EXTRACTED TEXT:
※ ※ ※
Terms and Conditions
Current as of: March 19, 2026
These Terms and Conditions (“Terms”) govern:
(a) access to and use of the Farsight Vision website located at farsightvision.com and any related web pages (the “Website”); and
(b) to the extent applicable, general rules of access to and use of the Farsight Vision software products, platform interfaces, applications, tools, analytics functionalities, APIs, and related documentation made available by FarsightVision OÜ (“Farsight Vision”, “we”, “us”, or “our”) (collectively, the “Product”).
For the avoidance of doubt, these Terms do not regulate the commercial, licensing, sublicensing, payment, billing, delivery, support, deployment, territorial, service-level, renewal, or other transaction-specific terms on which the Product is made available to a customer. Such matters shall be governed exclusively by the separate written agreement entered into between Farsight Vision and the relevant customer, including, as applicable, any license agreement, sublicense agreement, master services agreement, order form, statement of work, or similar commercial arrangement (each, a “Separate Agreement”).
In the event of any conflict or inconsistency between these Terms and a Separate Agreement, the Separate Agreement shall prevail.
1. General
1.1. Farsight Vision provides business-oriented software and analytics tools designed to enable geospatial analysis, situational awareness, media processing, mapping, and related data-driven functionality.
1.2. The Product may include, without limitation, tools and workflows that process or compare georeferenced or other spatially referenced data, orthophotos, 3D models, maps, telemetry, video streams, still imagery, metadata, and related analytical inputs in order to generate outputs, including inferred or estimated geolocation information, coordinates, visualizations, reports, overlays, or other analytical results.
1.3. These Terms apply to all visitors of the Website and, where applicable, to persons accessing or using the Product on behalf of a customer or other authorized legal entity.
1.4. The Product is intended for professional and business use only, and not for consumer use.
2. Separate Agreements and Order of Precedence
2.1. Access to or use of the Product by any customer is subject to a Separate Agreement, where applicable.
2.2. All commercial and legal terms relating to the procurement or authorized use of the Product, including fees, payment terms, taxes, delivery, onboarding, implementation, support, service levels, warranty scope, permitted number of users, deployment model, license scope, sublicensing rights, territory, export restrictions, and applicable law and dispute resolution, shall be determined exclusively by the relevant Separate Agreement.
※ ※ ※
Dataset records:
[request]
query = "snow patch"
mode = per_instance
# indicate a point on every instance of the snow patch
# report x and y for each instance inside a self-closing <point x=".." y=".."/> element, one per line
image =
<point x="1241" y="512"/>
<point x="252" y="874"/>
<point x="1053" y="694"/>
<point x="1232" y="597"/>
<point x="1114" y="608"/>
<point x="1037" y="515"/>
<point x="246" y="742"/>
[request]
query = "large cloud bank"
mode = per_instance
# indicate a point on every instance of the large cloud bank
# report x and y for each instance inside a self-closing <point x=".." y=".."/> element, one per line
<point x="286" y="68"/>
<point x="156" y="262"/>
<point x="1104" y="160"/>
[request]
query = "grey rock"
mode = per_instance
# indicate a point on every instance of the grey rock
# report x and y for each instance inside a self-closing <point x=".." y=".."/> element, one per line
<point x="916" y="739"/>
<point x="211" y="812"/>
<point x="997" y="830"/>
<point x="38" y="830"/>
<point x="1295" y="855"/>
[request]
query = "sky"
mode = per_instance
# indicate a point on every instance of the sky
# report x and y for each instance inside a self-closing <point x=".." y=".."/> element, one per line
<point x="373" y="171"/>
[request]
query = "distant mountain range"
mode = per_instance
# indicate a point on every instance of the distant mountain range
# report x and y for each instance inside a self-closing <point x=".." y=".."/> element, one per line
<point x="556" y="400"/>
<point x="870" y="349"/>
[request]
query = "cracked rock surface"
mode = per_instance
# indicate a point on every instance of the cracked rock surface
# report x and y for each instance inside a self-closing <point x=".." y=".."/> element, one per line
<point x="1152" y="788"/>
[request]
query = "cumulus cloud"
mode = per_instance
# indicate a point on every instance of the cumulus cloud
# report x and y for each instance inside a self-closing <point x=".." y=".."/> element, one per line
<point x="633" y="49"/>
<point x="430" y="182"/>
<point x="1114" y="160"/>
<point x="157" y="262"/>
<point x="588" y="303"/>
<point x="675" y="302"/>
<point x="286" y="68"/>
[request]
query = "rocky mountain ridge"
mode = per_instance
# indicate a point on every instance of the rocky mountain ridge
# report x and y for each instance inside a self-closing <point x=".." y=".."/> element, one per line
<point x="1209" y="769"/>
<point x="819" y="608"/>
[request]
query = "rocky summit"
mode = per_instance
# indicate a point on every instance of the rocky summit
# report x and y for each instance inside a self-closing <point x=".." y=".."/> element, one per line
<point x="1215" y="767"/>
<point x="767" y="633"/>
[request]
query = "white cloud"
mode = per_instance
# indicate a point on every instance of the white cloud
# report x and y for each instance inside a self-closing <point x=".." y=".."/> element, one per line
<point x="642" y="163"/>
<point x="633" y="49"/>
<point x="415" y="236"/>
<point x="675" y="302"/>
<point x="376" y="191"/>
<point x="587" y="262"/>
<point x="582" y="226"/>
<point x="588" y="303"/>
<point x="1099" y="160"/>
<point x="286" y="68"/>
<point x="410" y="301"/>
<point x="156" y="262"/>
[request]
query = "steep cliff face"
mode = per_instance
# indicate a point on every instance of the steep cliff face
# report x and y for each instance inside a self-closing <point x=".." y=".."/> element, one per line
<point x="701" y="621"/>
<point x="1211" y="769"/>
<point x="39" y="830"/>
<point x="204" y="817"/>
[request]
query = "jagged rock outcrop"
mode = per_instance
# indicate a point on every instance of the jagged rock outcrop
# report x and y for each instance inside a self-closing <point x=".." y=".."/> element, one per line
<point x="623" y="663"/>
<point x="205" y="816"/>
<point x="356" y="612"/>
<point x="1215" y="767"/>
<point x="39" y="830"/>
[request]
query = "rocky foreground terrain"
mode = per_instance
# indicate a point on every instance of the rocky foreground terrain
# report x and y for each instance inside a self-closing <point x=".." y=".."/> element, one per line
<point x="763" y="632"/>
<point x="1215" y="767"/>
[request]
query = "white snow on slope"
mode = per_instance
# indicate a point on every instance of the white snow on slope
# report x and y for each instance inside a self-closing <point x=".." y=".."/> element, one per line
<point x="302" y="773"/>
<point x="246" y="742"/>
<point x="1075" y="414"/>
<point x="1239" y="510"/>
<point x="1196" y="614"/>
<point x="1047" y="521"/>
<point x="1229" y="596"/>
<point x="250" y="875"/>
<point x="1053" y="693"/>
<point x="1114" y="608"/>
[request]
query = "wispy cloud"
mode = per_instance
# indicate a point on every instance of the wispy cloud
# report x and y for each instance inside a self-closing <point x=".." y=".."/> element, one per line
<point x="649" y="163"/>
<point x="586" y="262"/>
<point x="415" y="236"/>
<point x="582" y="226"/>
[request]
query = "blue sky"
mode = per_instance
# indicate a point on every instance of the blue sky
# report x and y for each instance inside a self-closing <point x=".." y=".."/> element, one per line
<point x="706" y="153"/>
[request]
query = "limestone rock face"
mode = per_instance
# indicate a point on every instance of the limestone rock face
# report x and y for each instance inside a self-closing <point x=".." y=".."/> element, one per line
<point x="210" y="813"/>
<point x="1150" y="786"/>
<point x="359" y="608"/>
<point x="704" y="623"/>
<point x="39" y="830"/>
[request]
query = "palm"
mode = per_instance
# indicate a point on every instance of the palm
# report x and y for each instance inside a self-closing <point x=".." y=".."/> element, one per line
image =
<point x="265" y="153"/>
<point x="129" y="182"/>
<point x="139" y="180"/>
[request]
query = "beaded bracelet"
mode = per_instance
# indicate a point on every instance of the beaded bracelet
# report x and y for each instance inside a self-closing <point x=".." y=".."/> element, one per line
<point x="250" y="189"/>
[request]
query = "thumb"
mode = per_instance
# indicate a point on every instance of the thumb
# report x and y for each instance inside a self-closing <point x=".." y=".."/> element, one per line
※ ※ ※
SET TASK A: Which lines in the entries contain the word "distant"? Copy each of them.
SET TASK B: How would the Farsight Vision terms and conditions go on after clause 2.2? Write the continuation.

RESPONSE A:
query = "distant mountain range"
# indicate a point on every instance of the distant mountain range

RESPONSE B:
2.3. These Terms supplement, and do not replace, any Separate Agreement, except that if no Separate Agreement exists, any access to the Website or Product may be suspended or terminated by Farsight Vision at any time.
2.4. In the event of a conflict between these Terms and a Separate Agreement, the Separate Agreement shall control to the maximum extent permitted by applicable law.
3. Accounts and Access
3.1. Access to certain parts of the Product may require an account issued or approved by Farsight Vision.
3.2. Each user shall keep account credentials confidential and shall not share credentials with any other person unless expressly permitted under the applicable Separate Agreement.
3.3. The relevant customer remains responsible for all acts and omissions occurring through accounts provisioned to or used by its personnel, contractors, agents, or other authorized users.
3.4. The customer and its users shall promptly notify Farsight Vision of any actual or suspected unauthorized access, credential compromise, or misuse of the Product.
4. Acceptable Use Restrictions
4.1. The customer and each user shall use the Website and the Product strictly in accordance with:
(a) these Terms;
(b) the applicable Separate Agreement; and
(c) all applicable laws, regulations, sanctions, export control restrictions, and third-party rights.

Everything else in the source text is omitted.